• [Assignment 1]: Reproduce the passage of the pragmatarianism text starting with "#4. Our Brains" and going on through "each person killed.", word for word.
• [Assignment 2]: In the pragmatarianism text, what percentage of the strangers in the study actually shared the pretend winnings?
• [Assignment 3]: Extend the pragmatarianism text, picking up after its final sentence.

When I first thought of pragmatarianism I certainly did not consider it to be truth.  Neither did any of my friends...so it was fun to play the devil's advocate for pragmatarianism.  Several years passed with pragmatarianism being nothing more than a purely hypothetical situation.  It wasn't until I genuinely considered anarcho-capitalism...and experienced a sliver of self-doubt...that I recognized the truth in acknowledging that nobody has a monopoly on truth.

#4. Our Brains Don't Understand Probability
Now take it into the realm of politics. The U.S. has spent $1.3 trillion on the war on terror so far. That was in reaction to about 14,000 total deaths from international terrorism from 1975 to 2003. That's more than $90 million spent for each person killed. 
If you point out that this money would have been better spent preventing industrial accidents (which kill twice as many people per year than died in the World Trade Center) or, even better, curing cancer (the equivalent of about 200 WTC attacks each year), you'll be told, "Say that to the 9/11 victims, hippie!"
People are more likely to gamble with other people's money than they are with their own.  Therefore,  taxpayers should be allowed to consider the opportunity costs of war.  Having served in Afghanistan...and having greatly valued our efforts over there...and having lost close family members to cancer...I'd like to pretend that I'm not biased one way or the other.  Forcing taxpayers to make hard decisions with their own individual taxes is the only way to guarantee the maximum benefit to society.

#3. We Think Everyone's Out to Get Us
In one study, subjects were asked to rate the likelihood that strangers would share pretend winnings with them. The subjects figured about half were trustworthy enough to share. When it came time to actually share, about 80 percent came through. The subjects thought the world was almost twice as corrupt as it actually is.

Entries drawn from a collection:

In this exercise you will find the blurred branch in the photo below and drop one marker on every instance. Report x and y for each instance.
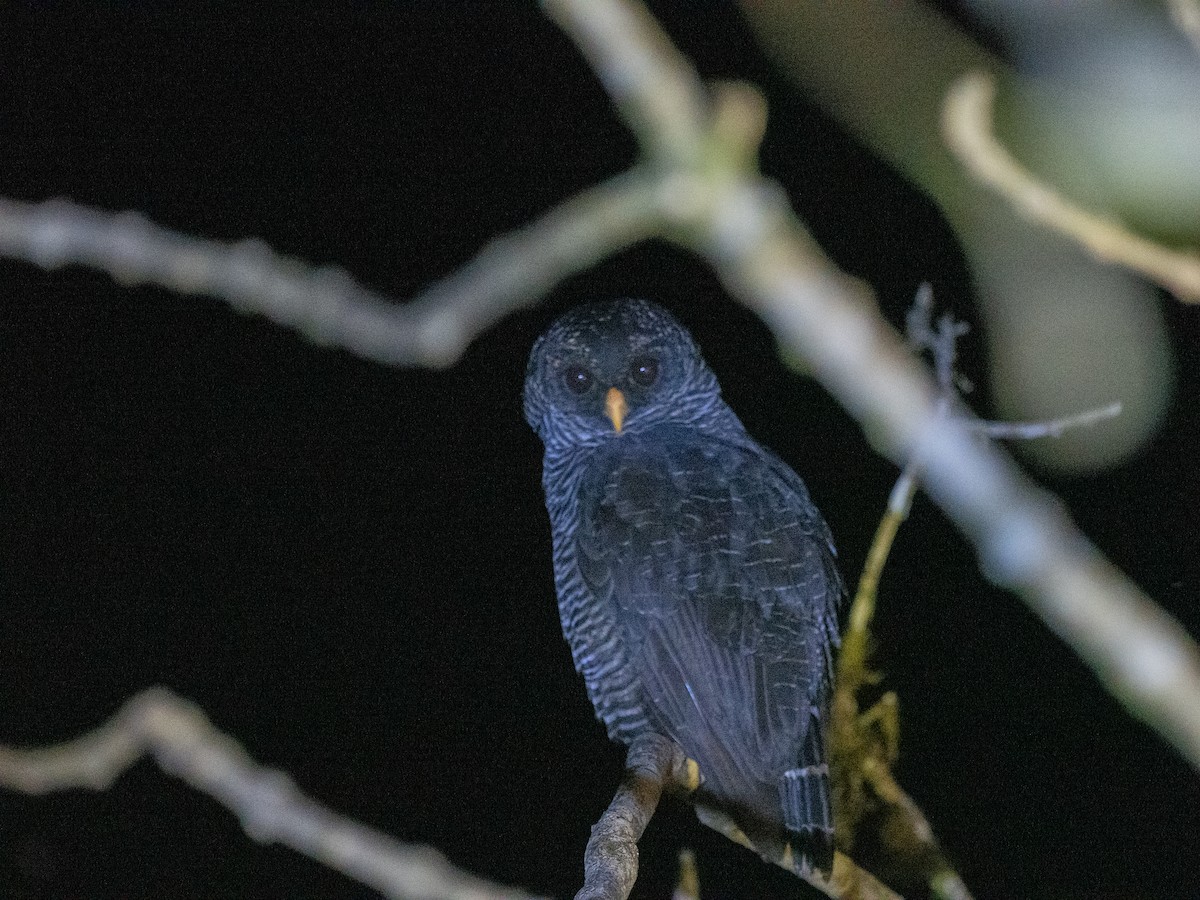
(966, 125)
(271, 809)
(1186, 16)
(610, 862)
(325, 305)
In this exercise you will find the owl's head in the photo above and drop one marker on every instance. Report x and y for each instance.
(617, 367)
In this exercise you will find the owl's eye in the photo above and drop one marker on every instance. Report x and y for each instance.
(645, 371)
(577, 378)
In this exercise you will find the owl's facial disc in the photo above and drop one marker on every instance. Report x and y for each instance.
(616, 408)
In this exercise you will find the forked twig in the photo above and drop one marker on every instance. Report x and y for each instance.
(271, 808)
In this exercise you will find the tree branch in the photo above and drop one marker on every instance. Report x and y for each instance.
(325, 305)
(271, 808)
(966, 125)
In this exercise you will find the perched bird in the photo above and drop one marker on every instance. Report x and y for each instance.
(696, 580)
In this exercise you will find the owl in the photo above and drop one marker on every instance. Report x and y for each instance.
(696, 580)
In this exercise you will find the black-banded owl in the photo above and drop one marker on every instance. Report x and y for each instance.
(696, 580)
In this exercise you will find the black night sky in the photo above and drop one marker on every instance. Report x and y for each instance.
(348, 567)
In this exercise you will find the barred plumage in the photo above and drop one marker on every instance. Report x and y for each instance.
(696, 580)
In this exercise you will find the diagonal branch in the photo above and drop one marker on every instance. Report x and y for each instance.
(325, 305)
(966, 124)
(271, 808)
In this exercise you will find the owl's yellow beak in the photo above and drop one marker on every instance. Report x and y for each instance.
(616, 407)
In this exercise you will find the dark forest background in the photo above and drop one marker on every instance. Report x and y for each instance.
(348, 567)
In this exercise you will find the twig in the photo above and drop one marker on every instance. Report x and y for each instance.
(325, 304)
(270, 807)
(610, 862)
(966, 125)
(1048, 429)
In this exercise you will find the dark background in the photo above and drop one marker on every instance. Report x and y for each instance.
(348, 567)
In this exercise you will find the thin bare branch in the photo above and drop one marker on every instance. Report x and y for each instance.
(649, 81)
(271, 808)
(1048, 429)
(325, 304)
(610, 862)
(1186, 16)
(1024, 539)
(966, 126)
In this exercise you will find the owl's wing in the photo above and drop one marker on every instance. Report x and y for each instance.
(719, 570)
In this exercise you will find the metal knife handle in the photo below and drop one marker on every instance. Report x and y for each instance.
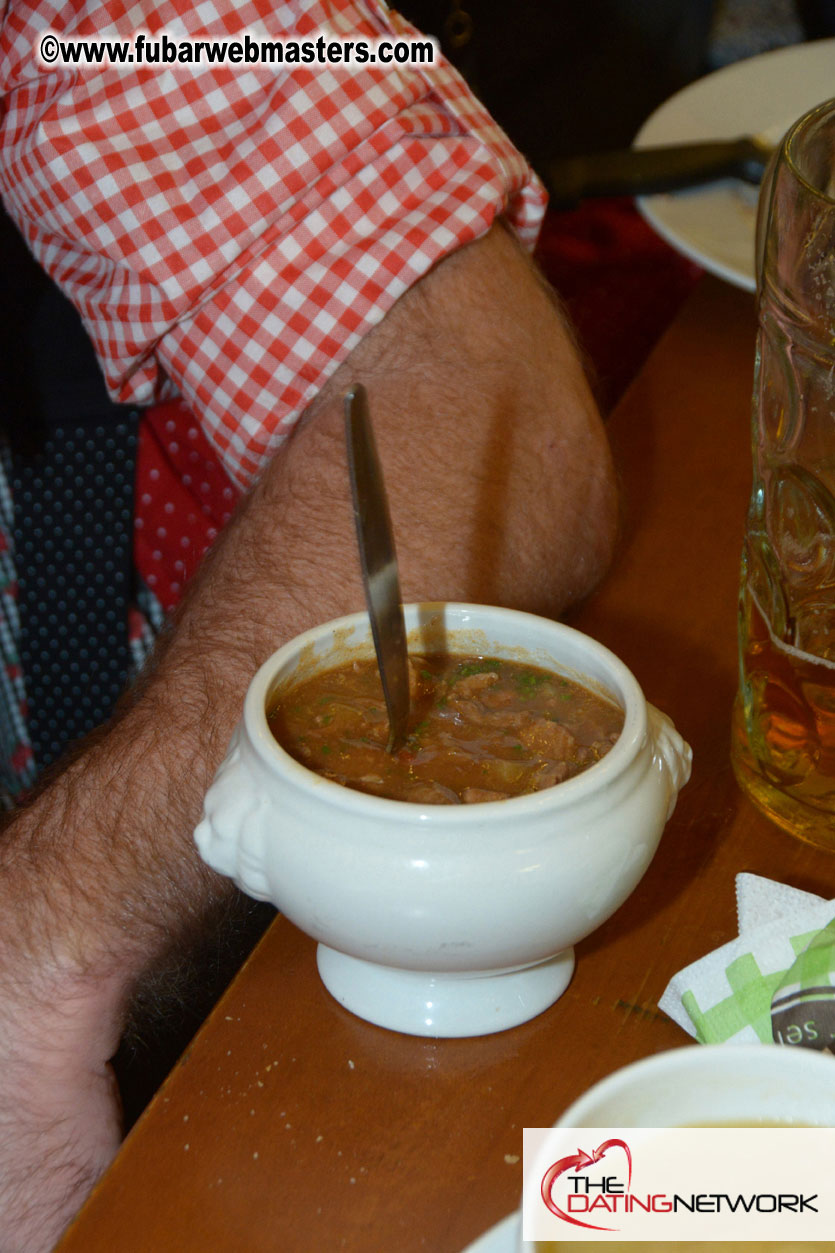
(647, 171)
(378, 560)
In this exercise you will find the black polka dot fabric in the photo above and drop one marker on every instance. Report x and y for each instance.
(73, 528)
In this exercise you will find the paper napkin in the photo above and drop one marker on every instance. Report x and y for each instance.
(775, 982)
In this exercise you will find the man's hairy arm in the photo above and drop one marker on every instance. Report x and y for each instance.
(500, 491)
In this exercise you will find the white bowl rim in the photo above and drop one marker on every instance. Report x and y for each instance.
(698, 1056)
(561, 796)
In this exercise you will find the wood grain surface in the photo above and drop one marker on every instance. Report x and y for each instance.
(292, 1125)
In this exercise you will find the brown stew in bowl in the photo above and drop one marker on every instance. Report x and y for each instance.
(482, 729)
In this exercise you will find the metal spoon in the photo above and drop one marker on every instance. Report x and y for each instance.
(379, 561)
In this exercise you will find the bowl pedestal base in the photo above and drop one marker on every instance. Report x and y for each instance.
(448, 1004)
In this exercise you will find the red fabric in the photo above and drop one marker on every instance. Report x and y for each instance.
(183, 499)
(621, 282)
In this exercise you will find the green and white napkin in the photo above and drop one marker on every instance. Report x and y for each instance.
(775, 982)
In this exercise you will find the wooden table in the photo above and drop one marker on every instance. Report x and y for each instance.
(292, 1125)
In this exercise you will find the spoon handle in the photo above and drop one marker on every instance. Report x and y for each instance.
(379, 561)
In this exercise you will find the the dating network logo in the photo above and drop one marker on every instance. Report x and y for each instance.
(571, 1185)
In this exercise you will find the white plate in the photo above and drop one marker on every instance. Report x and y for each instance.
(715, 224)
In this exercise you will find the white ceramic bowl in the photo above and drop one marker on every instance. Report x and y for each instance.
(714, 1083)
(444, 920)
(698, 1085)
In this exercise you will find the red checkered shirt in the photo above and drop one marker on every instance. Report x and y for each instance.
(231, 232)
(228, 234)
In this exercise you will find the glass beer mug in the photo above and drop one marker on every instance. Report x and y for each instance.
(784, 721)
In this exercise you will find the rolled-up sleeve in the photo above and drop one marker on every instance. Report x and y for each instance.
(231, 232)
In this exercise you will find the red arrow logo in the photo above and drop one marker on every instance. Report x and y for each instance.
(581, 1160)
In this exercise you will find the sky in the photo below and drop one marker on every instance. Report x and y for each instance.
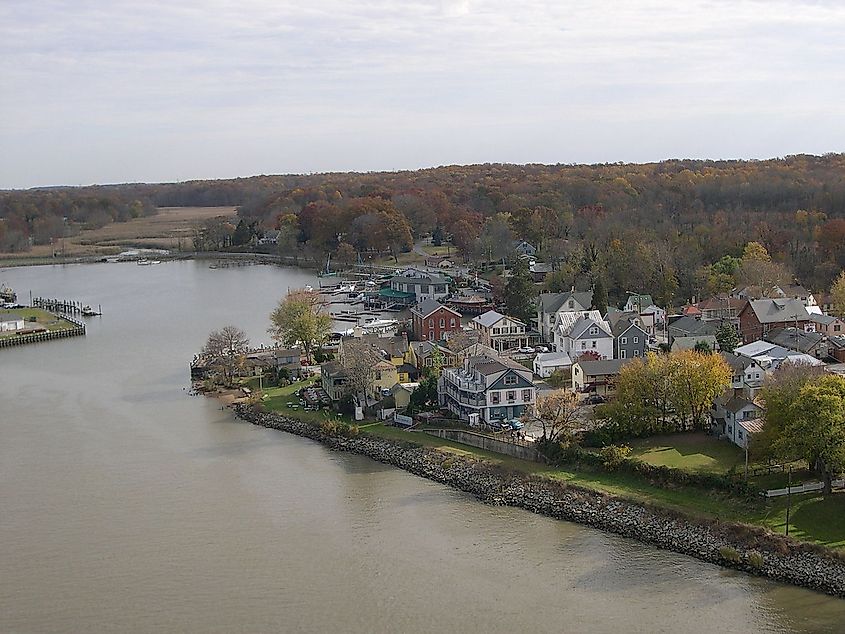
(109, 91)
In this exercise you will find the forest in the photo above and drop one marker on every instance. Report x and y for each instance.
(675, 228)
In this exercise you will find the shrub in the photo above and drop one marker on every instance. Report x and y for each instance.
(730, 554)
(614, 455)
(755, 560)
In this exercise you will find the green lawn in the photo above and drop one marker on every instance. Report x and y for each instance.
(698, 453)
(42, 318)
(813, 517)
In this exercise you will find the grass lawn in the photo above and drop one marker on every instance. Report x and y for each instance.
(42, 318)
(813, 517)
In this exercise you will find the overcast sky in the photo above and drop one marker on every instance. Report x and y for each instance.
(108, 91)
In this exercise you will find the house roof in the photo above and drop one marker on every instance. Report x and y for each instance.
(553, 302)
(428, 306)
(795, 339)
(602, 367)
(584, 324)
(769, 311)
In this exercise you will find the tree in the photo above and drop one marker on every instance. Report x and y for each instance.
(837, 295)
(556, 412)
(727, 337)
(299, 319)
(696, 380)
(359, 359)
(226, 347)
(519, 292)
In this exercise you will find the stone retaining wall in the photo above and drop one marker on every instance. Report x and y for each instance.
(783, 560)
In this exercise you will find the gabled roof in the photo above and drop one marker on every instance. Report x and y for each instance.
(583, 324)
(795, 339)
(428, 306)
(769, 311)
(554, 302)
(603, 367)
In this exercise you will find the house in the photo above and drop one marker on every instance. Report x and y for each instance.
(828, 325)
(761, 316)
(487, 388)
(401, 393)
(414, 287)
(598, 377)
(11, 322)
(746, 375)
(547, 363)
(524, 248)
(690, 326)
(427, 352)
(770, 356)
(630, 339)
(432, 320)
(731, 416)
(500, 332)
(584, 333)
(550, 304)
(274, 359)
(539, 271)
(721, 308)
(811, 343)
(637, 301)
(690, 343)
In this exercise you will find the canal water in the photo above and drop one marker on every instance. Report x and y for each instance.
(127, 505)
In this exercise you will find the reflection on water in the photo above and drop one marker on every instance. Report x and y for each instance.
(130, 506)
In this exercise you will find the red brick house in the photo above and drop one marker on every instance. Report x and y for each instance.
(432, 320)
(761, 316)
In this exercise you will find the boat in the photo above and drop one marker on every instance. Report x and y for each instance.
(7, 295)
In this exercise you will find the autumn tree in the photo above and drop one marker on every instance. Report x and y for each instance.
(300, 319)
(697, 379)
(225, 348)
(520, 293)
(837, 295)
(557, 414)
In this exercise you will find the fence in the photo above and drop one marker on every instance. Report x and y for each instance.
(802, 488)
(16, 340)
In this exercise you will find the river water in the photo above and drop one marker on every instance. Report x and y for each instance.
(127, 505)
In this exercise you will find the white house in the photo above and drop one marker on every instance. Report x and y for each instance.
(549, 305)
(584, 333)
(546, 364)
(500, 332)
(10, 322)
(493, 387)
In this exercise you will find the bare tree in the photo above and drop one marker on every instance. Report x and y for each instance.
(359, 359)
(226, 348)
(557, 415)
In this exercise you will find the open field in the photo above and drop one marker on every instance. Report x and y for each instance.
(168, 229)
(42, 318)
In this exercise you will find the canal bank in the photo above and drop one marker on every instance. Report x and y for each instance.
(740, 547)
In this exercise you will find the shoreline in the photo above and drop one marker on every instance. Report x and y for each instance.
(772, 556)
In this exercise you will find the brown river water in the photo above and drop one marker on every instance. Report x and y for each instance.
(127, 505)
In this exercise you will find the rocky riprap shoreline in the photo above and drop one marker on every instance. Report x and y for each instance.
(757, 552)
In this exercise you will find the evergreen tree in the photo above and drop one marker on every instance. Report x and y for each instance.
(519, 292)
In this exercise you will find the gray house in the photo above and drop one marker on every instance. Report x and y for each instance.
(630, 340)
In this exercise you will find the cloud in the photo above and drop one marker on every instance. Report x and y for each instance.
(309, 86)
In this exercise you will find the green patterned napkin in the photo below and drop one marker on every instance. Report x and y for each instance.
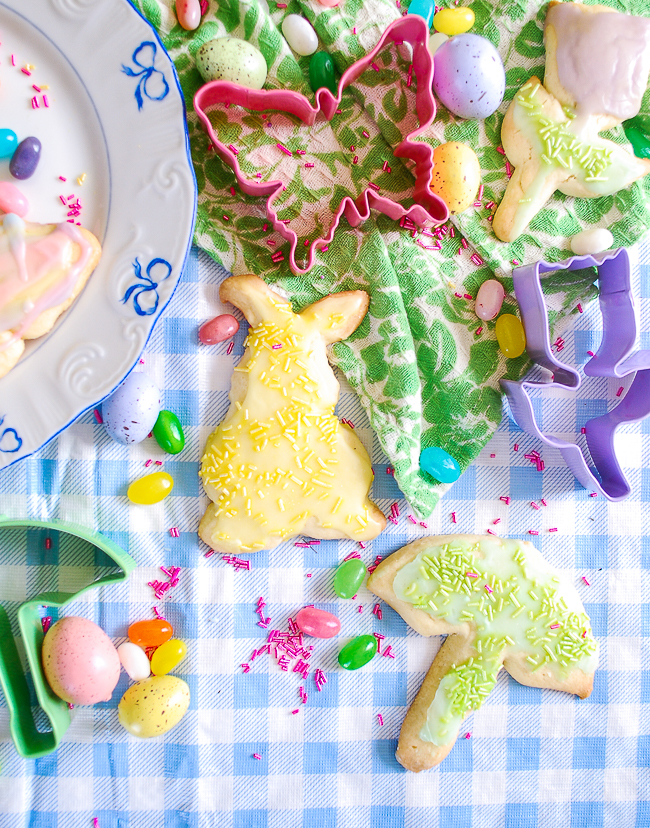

• [Task answer 1]:
#4. Our Brains Don't Understand Probability
Now take it into the realm of politics. The U.S. has spent $1.3 trillion on the war on terror so far. That was in reaction to about 14,000 total deaths from international terrorism from 1975 to 2003. That's more than $90 million spent for each person killed.

• [Task answer 2]: About 80 percent.

• [Task answer 3]:
This is also where you get claims like, "Those conservatives don't really think taxes are too high, they secretly hate poor people!" or "Those liberals don't really think the poor need assistance, they're secretly communists!" It's impossible to learn anything from a conversation with someone who you think is lying to you. The more arguments you get into with those lying extremists from the other side of the aisle, the more you learn about how they lie, the faster your brain turns off after they start talking. 
Maybe the anarcho-capitalists are right that the free-rider problem is not that big of a problem.  Or maybe anarcho-capitalists are proof positive that people have to be coerced into paying taxes.  Allowing taxpayers to directly allocate their taxes would reveal which public goods, if any, the free-rider problem applies to.

#2. We're Hard-Wired to Have a Double Standard
The reality is, of course, that you were on completely different roads. The assumption that everyone's circumstances are identical is so plainly wrong as to be borderline insane, but everyone does it. Pundits and politicians alike mock the unemployed as lazy, even though their own data shows that for every five unemployed people, there is only one open job. "I don't understand, can't you all just become radio talk show hosts like me?"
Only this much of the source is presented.